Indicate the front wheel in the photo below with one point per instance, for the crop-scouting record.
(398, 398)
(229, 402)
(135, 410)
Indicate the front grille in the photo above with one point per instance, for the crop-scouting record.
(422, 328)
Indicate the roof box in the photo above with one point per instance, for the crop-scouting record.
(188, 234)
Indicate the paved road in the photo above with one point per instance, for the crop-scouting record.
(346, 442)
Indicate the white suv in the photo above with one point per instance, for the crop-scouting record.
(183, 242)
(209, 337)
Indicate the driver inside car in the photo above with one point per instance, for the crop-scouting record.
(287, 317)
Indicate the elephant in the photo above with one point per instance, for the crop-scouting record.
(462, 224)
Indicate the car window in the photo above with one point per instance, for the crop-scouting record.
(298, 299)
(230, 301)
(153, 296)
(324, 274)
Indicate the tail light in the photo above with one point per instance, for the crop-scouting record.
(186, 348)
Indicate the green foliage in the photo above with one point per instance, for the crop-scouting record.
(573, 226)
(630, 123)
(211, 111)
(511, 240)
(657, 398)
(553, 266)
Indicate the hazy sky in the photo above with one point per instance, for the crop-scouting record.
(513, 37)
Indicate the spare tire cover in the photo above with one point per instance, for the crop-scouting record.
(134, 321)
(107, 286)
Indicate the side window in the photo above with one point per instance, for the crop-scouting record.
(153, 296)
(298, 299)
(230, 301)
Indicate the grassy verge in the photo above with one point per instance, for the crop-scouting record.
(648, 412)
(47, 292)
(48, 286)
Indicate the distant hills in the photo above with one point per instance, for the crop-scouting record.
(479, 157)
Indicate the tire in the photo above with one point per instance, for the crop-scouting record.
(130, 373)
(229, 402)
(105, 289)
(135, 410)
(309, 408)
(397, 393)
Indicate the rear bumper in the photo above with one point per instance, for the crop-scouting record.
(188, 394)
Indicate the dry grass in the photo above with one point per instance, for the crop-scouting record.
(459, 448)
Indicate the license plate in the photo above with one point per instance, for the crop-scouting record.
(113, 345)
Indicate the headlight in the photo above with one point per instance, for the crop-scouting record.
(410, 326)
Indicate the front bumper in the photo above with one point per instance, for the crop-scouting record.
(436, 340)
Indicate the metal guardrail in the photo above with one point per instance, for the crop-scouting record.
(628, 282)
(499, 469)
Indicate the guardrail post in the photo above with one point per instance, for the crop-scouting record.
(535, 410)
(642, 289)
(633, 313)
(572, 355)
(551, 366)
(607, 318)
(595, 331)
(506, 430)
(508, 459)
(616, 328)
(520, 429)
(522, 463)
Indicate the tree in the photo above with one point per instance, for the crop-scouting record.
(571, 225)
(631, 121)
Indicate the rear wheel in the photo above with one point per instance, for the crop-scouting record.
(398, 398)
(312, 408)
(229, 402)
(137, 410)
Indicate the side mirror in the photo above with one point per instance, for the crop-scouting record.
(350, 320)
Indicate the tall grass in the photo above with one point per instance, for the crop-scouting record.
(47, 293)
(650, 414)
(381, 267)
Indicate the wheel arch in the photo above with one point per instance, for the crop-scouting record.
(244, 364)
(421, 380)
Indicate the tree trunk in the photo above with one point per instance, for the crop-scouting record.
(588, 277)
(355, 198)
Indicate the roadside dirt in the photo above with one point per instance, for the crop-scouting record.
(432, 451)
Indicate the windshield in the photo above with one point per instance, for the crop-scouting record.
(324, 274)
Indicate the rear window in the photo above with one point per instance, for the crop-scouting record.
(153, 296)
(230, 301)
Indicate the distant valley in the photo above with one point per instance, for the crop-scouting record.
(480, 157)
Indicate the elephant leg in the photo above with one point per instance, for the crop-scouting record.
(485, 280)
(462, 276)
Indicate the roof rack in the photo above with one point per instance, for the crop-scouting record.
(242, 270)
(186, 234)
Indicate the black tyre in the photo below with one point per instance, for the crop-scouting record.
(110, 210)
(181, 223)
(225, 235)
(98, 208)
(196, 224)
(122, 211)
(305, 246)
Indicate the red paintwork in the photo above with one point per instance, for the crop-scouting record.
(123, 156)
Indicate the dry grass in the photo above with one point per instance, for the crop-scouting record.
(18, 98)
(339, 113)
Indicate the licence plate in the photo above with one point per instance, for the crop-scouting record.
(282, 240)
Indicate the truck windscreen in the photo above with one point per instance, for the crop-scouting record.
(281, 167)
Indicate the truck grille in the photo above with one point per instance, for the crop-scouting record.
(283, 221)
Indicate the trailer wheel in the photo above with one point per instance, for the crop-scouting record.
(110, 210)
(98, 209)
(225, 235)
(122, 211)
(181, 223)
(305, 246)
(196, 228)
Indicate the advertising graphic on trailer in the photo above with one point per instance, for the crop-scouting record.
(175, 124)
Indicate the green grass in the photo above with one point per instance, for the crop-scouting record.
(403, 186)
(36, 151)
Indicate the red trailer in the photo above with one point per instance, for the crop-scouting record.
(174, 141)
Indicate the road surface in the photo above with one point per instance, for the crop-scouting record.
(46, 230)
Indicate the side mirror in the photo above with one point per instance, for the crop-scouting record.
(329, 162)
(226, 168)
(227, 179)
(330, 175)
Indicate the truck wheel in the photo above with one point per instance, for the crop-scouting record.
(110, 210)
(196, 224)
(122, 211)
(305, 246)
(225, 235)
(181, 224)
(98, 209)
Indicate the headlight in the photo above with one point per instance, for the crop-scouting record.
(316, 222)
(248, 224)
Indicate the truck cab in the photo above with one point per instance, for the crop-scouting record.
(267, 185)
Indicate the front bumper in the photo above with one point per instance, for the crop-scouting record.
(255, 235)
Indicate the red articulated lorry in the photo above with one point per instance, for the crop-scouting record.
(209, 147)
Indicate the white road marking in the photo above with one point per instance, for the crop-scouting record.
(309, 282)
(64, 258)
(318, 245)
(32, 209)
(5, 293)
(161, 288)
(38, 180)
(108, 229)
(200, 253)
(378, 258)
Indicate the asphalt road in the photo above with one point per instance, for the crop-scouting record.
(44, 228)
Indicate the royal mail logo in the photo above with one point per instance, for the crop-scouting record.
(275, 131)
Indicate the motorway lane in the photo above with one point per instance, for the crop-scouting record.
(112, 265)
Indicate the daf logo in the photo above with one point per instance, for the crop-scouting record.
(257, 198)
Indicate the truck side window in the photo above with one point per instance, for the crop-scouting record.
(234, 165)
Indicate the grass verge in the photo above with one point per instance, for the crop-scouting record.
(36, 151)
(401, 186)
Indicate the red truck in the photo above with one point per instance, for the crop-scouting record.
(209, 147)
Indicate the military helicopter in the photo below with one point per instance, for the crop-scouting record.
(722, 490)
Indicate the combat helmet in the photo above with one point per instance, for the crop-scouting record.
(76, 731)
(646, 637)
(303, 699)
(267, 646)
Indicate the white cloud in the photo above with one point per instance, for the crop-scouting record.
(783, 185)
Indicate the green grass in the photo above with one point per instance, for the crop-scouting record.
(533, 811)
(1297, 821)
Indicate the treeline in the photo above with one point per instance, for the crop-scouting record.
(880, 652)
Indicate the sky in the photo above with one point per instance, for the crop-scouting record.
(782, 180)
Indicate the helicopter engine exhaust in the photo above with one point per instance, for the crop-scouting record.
# # # # # # #
◆ Work instructions
Transcribe exactly the line containing "Indicate the red truck" and all remaining lines of the material, ending with the last one.

◆ Response below
Indicate the red truck in the photo above with one point per instance, for the crop-scouting record.
(209, 147)
Indicate the military helicopter in the photo below with one point per instance, for the crop-scouting record.
(722, 490)
Indicate the combat helmet in the photo above with one point per instance, for the crop-scouting record.
(76, 731)
(646, 637)
(303, 699)
(267, 646)
Indicate the white cloud in the photo above with one point per instance, for the crop-scouting record.
(783, 185)
Indicate the green grass in the photo above with one point per instance, for the crop-scouting record.
(533, 811)
(1297, 821)
Indicate the treeline in the photo above with one point per instance, for the crop-scouting record.
(880, 652)
Indicate the sky in the photo above with one point per instance, for the crop-scouting record.
(782, 180)
Indicate the helicopter engine exhaust in the photo above with one point per instance, for the crop-scouting record.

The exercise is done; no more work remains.